START DOCUMENT SEGMENT

Open source, open access, open content… now we have open data. India has joined a select group of over 20 countries whose governments have launched open data portals. With a view to improving government transparency and efficiency, www.data.gov.in (in public beta stage at present) will provide access to a valuable repository of datasets, from government departments, ministries, and agencies, and autonomous bodies.
Open data will be made up of “non-personally identifiable data” collected, compiled, or produced during the normal course of governing. It will be released under an unrestricted license -- meaning it is freely available for everyone to use, reuse, or distribute, but citations will be required.
Of course, no government can make all data public, so guidelines have been passed to manage what data is available. Sensitive and restricted data will be kept out of the portal, but some of it may be accessed directly -- perhaps for a price -- from relevant agencies. India passed the Right to Information Act in 2005 and has been working since on multiple projects to ensure meaningful government-citizen engagement, democratization of information, and community collaboration. The National Data Sharing and Accessibility Policy (NDSAP) of 2012, announced by the Department of Science and Technology, also allows access to government-owned “shareable” data.
As of now there are just a few raw data sets available, though the policy mandated that every department would upload at least five “high value date sets” within three months and the rest within a year. Since information is power, there is reluctance to share the data. In response, the NDSAP has created an oversight committee to ensure implementation. Even the protected lists of data will be periodically reviewed to keep only some highly sensitive, defense-related data outside the public domain.
The potential of the open data sources is clear. Imagine a developer integrating geo-spatial data on droughts with data from a government food assistance program to create a mashup that improves the model for food security welfare schemes. Indeed, the data portal already provides data on the outcome of a rural employment scheme in terms of employment, physical asset creation, and financial allocations. Another dataset provides the number of allopathic hospitals and dispensaries and beds in government hospitals for a 10-year period. Surely, this is a treasure-trove for the healthcare industry, healthcare management consultants, media organizations, researchers, and others.

END DOCUMENT SEGMENT
START RECORD SET

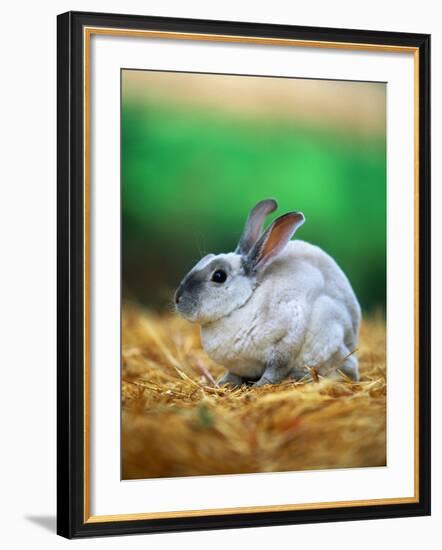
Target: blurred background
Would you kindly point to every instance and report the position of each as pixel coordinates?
(198, 151)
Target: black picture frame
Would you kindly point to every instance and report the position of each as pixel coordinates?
(70, 271)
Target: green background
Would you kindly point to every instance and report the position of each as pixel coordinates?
(190, 175)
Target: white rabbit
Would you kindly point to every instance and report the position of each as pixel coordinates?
(273, 308)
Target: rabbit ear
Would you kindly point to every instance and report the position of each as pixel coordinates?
(253, 227)
(274, 240)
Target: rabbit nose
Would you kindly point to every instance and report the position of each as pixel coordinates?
(178, 295)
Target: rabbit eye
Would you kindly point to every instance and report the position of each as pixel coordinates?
(219, 276)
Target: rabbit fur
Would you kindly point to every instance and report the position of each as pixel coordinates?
(274, 308)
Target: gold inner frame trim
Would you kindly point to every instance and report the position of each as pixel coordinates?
(87, 34)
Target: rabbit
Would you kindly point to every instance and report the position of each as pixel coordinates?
(274, 308)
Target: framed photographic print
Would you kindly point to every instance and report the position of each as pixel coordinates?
(243, 274)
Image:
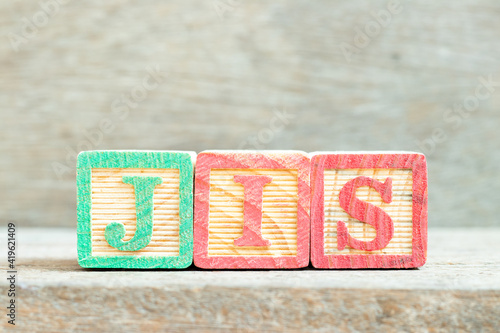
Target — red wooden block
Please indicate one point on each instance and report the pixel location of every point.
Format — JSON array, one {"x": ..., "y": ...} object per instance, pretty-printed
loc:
[
  {"x": 368, "y": 210},
  {"x": 252, "y": 210}
]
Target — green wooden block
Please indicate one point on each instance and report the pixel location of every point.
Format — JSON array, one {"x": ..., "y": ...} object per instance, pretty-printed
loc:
[{"x": 135, "y": 209}]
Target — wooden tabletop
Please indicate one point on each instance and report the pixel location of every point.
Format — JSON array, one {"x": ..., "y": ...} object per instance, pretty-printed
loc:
[{"x": 458, "y": 289}]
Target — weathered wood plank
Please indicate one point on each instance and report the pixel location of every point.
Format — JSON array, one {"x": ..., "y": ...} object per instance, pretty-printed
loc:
[{"x": 218, "y": 83}]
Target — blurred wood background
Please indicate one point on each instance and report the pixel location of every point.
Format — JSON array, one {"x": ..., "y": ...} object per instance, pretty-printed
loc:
[{"x": 227, "y": 68}]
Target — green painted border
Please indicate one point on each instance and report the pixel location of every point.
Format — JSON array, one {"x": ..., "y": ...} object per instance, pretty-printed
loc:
[{"x": 184, "y": 161}]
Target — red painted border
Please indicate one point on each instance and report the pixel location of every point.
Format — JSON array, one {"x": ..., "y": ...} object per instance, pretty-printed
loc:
[
  {"x": 414, "y": 161},
  {"x": 250, "y": 160}
]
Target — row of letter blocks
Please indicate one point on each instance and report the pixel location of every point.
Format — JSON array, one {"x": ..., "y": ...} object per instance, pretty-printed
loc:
[{"x": 251, "y": 209}]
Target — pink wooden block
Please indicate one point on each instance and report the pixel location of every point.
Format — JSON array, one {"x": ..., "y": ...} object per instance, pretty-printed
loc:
[
  {"x": 368, "y": 210},
  {"x": 252, "y": 210}
]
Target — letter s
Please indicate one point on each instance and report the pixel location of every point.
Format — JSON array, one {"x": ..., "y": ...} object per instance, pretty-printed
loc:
[{"x": 367, "y": 213}]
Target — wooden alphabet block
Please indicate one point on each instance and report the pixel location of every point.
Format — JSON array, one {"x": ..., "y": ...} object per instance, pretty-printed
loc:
[
  {"x": 252, "y": 210},
  {"x": 135, "y": 209},
  {"x": 368, "y": 210}
]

END RECORD SET

EXERCISE DIRECTIONS>
Copy out the whole text about India's open data portal word for word. The records play no part in what comes next.

YOUR SOLUTION>
Open source, open access, open content… now we have open data. India has joined a select group of over 20 countries whose governments have launched open data portals. With a view to improving government transparency and efficiency, www.data.gov.in (in public beta stage at present) will provide access to a valuable repository of datasets, from government departments, ministries, and agencies, and autonomous bodies.
Open data will be made up of “non-personally identifiable data” collected, compiled, or produced during the normal course of governing. It will be released under an unrestricted license -- meaning it is freely available for everyone to use, reuse, or distribute, but citations will be required.
Of course, no government can make all data public, so guidelines have been passed to manage what data is available. Sensitive and restricted data will be kept out of the portal, but some of it may be accessed directly -- perhaps for a price -- from relevant agencies. India passed the Right to Information Act in 2005 and has been working since on multiple projects to ensure meaningful government-citizen engagement, democratization of information, and community collaboration. The National Data Sharing and Accessibility Policy (NDSAP) of 2012, announced by the Department of Science and Technology, also allows access to government-owned “shareable” data.
As of now there are just a few raw data sets available, though the policy mandated that every department would upload at least five “high value date sets” within three months and the rest within a year. Since information is power, there is reluctance to share the data. In response, the NDSAP has created an oversight committee to ensure implementation. Even the protected lists of data will be periodically reviewed to keep only some highly sensitive, defense-related data outside the public domain.
The potential of the open data sources is clear. Imagine a developer integrating geo-spatial data on droughts with data from a government food assistance program to create a mashup that improves the model for food security welfare schemes. Indeed, the data portal already provides data on the outcome of a rural employment scheme in terms of employment, physical asset creation, and financial allocations. Another dataset provides the number of allopathic hospitals and dispensaries and beds in government hospitals for a 10-year period. Surely, this is a treasure-trove for the healthcare industry, healthcare management consultants, media organizations, researchers, and others.